_Stated problem:_
Please turn the records below into one numbered list with each line as an item, skipping blank lines and leaving the pictures out.

_Excerpted data:_
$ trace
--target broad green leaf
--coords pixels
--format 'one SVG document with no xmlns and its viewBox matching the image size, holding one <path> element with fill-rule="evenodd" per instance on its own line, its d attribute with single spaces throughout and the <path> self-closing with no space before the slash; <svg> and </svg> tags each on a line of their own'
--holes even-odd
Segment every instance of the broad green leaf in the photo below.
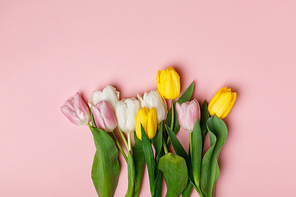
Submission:
<svg viewBox="0 0 296 197">
<path fill-rule="evenodd" d="M 201 189 L 206 197 L 214 196 L 214 186 L 219 177 L 218 156 L 227 138 L 227 127 L 223 120 L 212 116 L 207 121 L 211 147 L 205 153 L 201 166 Z"/>
<path fill-rule="evenodd" d="M 185 92 L 178 99 L 178 103 L 182 104 L 186 101 L 190 101 L 194 90 L 194 81 L 189 85 Z"/>
<path fill-rule="evenodd" d="M 187 155 L 185 149 L 183 148 L 182 144 L 180 143 L 180 141 L 178 140 L 177 136 L 175 135 L 175 133 L 168 127 L 166 126 L 167 132 L 171 138 L 171 142 L 173 145 L 173 148 L 176 152 L 177 155 L 183 157 L 186 160 L 187 165 L 190 165 L 190 158 Z"/>
<path fill-rule="evenodd" d="M 172 146 L 176 154 L 185 159 L 188 167 L 189 178 L 192 180 L 192 182 L 194 182 L 190 157 L 187 155 L 185 149 L 183 148 L 182 144 L 178 140 L 176 134 L 168 126 L 166 126 L 166 130 L 170 136 Z"/>
<path fill-rule="evenodd" d="M 184 158 L 168 153 L 158 164 L 167 185 L 166 197 L 179 197 L 187 186 L 188 170 Z"/>
<path fill-rule="evenodd" d="M 196 119 L 193 131 L 190 133 L 190 145 L 191 145 L 191 164 L 192 173 L 195 185 L 199 185 L 200 171 L 201 171 L 201 159 L 202 159 L 202 133 L 199 126 L 199 121 Z"/>
<path fill-rule="evenodd" d="M 202 133 L 202 141 L 204 143 L 205 137 L 208 133 L 208 128 L 207 128 L 207 121 L 210 118 L 210 114 L 208 111 L 208 106 L 206 101 L 203 102 L 201 106 L 201 119 L 200 119 L 200 129 Z"/>
<path fill-rule="evenodd" d="M 137 135 L 134 135 L 134 146 L 133 146 L 133 156 L 134 156 L 134 162 L 135 162 L 135 190 L 134 190 L 134 197 L 138 197 L 141 185 L 142 185 L 142 179 L 144 174 L 144 167 L 145 167 L 145 155 L 142 147 L 142 141 L 139 140 Z"/>
<path fill-rule="evenodd" d="M 128 190 L 125 197 L 132 197 L 135 186 L 135 163 L 131 151 L 128 152 L 127 157 L 127 169 L 128 169 Z"/>
<path fill-rule="evenodd" d="M 158 169 L 158 167 L 157 167 Z M 153 197 L 160 197 L 161 196 L 161 187 L 162 186 L 162 172 L 158 170 L 156 179 L 155 179 L 155 192 Z"/>
<path fill-rule="evenodd" d="M 141 125 L 141 134 L 142 134 L 143 151 L 144 151 L 145 160 L 148 168 L 150 192 L 151 192 L 151 196 L 153 196 L 155 192 L 155 167 L 156 167 L 155 165 L 156 164 L 155 164 L 155 159 L 154 159 L 150 140 L 148 139 L 142 125 Z"/>
<path fill-rule="evenodd" d="M 192 188 L 193 188 L 193 185 L 191 181 L 188 181 L 187 186 L 182 193 L 182 197 L 189 197 L 192 192 Z"/>
<path fill-rule="evenodd" d="M 90 127 L 96 142 L 91 178 L 100 197 L 113 196 L 119 176 L 118 150 L 113 139 L 103 130 Z"/>
</svg>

_Exercise response:_
1. $ trace
2. --target broad green leaf
3. --coords pixels
4. --format 'one SVG document with no xmlns and its viewBox matching the image size, holding one <path> element with fill-rule="evenodd" per instance on its own line, its d attribute with single spaces throughout and the <path> self-closing with no space before the slash; <svg> and </svg> tags each on a line of their own'
5. --holes even-odd
6. Segment every instance of the broad green leaf in the photo below.
7. Submission:
8. <svg viewBox="0 0 296 197">
9. <path fill-rule="evenodd" d="M 201 189 L 206 197 L 214 196 L 214 186 L 219 177 L 218 156 L 227 138 L 227 127 L 223 120 L 212 116 L 207 121 L 211 147 L 205 153 L 201 166 Z"/>
10. <path fill-rule="evenodd" d="M 185 92 L 178 99 L 178 103 L 182 104 L 186 101 L 190 101 L 194 90 L 194 81 L 189 85 Z"/>
11. <path fill-rule="evenodd" d="M 187 155 L 185 149 L 183 148 L 182 144 L 180 143 L 180 141 L 178 140 L 177 136 L 175 135 L 175 133 L 168 127 L 166 126 L 167 132 L 171 138 L 171 142 L 173 145 L 173 148 L 176 152 L 177 155 L 183 157 L 186 160 L 187 165 L 190 165 L 190 158 Z"/>
12. <path fill-rule="evenodd" d="M 172 146 L 176 154 L 185 159 L 188 167 L 189 178 L 192 180 L 192 182 L 194 182 L 190 157 L 187 155 L 185 149 L 183 148 L 182 144 L 178 140 L 176 134 L 168 126 L 166 126 L 166 130 L 170 136 Z"/>
13. <path fill-rule="evenodd" d="M 184 158 L 168 153 L 158 164 L 167 185 L 166 197 L 179 197 L 187 186 L 188 170 Z"/>
14. <path fill-rule="evenodd" d="M 196 119 L 193 131 L 190 133 L 190 145 L 191 145 L 191 164 L 192 173 L 195 185 L 199 185 L 200 171 L 201 171 L 201 159 L 202 159 L 202 133 L 199 126 L 199 121 Z"/>
15. <path fill-rule="evenodd" d="M 202 133 L 202 141 L 204 143 L 205 137 L 208 133 L 208 128 L 207 128 L 207 121 L 210 118 L 210 114 L 208 111 L 208 106 L 206 101 L 203 102 L 201 106 L 201 119 L 200 119 L 200 129 Z"/>
16. <path fill-rule="evenodd" d="M 137 135 L 134 135 L 134 146 L 133 146 L 133 156 L 134 156 L 134 162 L 135 162 L 135 190 L 134 190 L 134 197 L 138 197 L 141 185 L 142 185 L 142 179 L 144 174 L 144 167 L 145 167 L 145 155 L 142 147 L 142 141 L 139 140 Z"/>
17. <path fill-rule="evenodd" d="M 128 190 L 125 197 L 132 197 L 135 186 L 135 163 L 131 151 L 128 152 L 127 157 L 127 169 L 128 169 Z"/>
18. <path fill-rule="evenodd" d="M 158 169 L 158 167 L 157 167 Z M 153 197 L 160 197 L 161 196 L 161 187 L 162 186 L 162 172 L 158 170 L 156 179 L 155 179 L 155 192 Z"/>
19. <path fill-rule="evenodd" d="M 141 125 L 141 134 L 142 134 L 143 151 L 144 151 L 145 160 L 148 168 L 150 192 L 151 192 L 151 196 L 153 196 L 155 192 L 155 167 L 156 167 L 155 165 L 156 164 L 155 164 L 155 159 L 154 159 L 150 140 L 148 139 L 142 125 Z"/>
20. <path fill-rule="evenodd" d="M 192 188 L 193 188 L 193 185 L 191 181 L 188 181 L 187 186 L 182 193 L 182 197 L 189 197 L 192 192 Z"/>
21. <path fill-rule="evenodd" d="M 90 127 L 96 142 L 91 178 L 100 197 L 113 196 L 119 176 L 118 150 L 113 139 L 103 130 Z"/>
22. </svg>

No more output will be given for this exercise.